Assignment A.
In the excerpt on weak calves, reproduce the stretch from "And all of these" through "fatigue, Mazzucco says.", swapping "runner" for "cyclist".
Assignment B.
Carry the article on weak calves forward from its last sentence, keeping its tone and format.

*** Excerpt to read

1. You Have Weak Calves
If you can't fully raise onto your toes, a weak calf muscle is often the most common cause, Mazzucco says. The gastrocnemius is a large muscle that comprises half of your calf (it runs down the back of your lower leg from behind your knee to your heel). And when it lacks strength, there can be a detrimental domino effect.
"A weak calf muscle can lead to problems such as stress and injury in the Achilles tendon and other areas such as the knees and plantar fascia [the band of tissue that stretches across the bottom of your foot and connects your heel bone to your toes]," Mazzucco says.
And all of these issues make it tougher to stand on your tiptoes. Plus, if you're a runner, weak calves can also diminish your "push off," leading to reduced speed and quicker fatigue, Mazzucco says.
“Many of us have tight [or weak] calve muscles from sitting too much and a general lack of activity,” Mazzucco says. To counteract this, try movements that stretch and strengthen calves like calf raises.

******
*** Excerpted records

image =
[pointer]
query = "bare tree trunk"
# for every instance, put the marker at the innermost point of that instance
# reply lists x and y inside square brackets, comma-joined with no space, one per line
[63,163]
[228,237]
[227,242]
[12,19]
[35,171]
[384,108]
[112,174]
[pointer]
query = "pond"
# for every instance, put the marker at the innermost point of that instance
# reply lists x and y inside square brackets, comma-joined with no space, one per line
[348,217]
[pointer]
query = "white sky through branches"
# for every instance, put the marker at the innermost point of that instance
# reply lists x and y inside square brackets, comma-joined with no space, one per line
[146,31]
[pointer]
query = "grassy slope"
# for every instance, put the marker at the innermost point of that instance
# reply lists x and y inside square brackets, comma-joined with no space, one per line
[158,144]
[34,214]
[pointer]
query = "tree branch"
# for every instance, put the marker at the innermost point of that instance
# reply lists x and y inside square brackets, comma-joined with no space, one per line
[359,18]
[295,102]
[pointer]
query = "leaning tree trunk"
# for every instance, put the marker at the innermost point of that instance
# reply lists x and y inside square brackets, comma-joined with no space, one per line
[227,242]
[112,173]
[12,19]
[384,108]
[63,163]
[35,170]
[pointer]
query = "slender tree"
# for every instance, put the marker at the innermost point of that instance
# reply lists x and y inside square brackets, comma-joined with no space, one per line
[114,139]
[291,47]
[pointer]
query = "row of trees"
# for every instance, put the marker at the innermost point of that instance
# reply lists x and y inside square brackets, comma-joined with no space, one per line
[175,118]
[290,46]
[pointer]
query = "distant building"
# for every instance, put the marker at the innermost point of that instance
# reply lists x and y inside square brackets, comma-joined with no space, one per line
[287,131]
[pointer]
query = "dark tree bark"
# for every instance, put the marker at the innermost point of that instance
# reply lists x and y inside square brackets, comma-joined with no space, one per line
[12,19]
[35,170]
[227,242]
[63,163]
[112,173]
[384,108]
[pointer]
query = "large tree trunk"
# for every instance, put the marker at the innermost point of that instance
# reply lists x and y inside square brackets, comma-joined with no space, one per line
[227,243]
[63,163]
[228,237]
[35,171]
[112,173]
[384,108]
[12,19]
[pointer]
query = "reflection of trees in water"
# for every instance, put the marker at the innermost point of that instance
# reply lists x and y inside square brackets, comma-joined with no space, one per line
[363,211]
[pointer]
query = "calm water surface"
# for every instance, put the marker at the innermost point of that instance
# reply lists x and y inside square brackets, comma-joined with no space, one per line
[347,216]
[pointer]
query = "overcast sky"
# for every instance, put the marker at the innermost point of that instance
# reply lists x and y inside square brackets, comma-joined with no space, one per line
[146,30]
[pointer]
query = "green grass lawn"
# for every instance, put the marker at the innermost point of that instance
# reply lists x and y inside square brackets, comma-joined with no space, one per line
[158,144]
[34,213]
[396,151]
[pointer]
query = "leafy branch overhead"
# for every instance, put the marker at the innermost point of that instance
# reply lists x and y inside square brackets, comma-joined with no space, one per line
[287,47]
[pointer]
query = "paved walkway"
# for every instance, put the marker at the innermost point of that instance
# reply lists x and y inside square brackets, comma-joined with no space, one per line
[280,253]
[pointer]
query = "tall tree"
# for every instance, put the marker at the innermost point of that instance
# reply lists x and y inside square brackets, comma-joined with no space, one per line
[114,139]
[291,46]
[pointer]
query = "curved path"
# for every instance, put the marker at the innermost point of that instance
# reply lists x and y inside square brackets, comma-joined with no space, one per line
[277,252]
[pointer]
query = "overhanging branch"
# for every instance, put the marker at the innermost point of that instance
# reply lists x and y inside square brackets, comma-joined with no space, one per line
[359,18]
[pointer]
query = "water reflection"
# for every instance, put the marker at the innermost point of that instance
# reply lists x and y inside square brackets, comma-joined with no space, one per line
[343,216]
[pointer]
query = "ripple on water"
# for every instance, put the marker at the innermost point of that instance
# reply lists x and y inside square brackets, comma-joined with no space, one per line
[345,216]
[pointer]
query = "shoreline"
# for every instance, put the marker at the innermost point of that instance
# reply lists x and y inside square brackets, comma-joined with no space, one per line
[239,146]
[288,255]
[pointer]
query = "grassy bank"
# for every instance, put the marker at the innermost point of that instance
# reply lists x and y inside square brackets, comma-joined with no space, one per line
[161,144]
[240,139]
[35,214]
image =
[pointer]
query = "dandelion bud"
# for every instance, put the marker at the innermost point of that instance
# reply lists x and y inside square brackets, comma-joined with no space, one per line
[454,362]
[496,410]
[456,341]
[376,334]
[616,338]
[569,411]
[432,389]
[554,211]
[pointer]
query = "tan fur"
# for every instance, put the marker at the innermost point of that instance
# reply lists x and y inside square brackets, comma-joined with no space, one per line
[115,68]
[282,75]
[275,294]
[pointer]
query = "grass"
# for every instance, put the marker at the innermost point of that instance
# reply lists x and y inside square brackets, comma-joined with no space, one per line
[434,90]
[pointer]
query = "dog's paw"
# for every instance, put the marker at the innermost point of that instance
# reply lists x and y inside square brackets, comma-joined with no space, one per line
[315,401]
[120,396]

******

Task output A.
And all of these issues make it tougher to stand on your tiptoes. Plus, if you're a cyclist, weak calves can also diminish your "push off," leading to reduced speed and quicker fatigue, Mazzucco says.

Task output B.
- Stand on a step with your weight on the balls of your feet and your heels hanging off the step. Avoid placing all of your weight on the outside of your foot and make sure it's evenly distributed over your big toe. Use a banister for support if you need it.
- Raise up onto your toes and slowly lower your feet while your heels drop below the step level. That's one rep.
- Complete 2 to 3 sets of 10 lifts every other day.
As you grow stronger, you can hold weights in your hands to increase the challenge, Mazzucco says.
2. You Have Limited Ankle Mobility
Stiff ankles might be the source of your tiptoe woes. When you lack mobility in the ankle joint and flexibility in its surrounding tendons and muscles, you'll find it tougher to perform many exercises (think: squats).
Conversely, a flexible ankle will give you a wider range of motion in almost every movement you do, which includes standing on your tiptoes, Mazzucco says.
Ankle mobility exercises can help stretch and strengthen your stiff ankles. Again, calf raises are a good place to start. You can also amplify your ankle flexibility and range of motion by doing this wall stretch:
- Stand facing a wall and place your front foot about a fist-size distance away.
- While bracing yourself against the wall, shift your body weight forward to allow your knee to get close to the wall and keep your heel touching the floor.
- As you get more range of motion, you can challenge yourself by stepping further back.
- Hold for 1 minute, then repeat on the opposite leg.
3. You Have a Fallen Arch or Flat Feet
If you have flat feet or fallen arches, standing on your toes will be a challenge. "Some people are born with flat feet, or it may occur over time when tendons in the lower leg weaken as a result of injury or wear," Mazzucco says.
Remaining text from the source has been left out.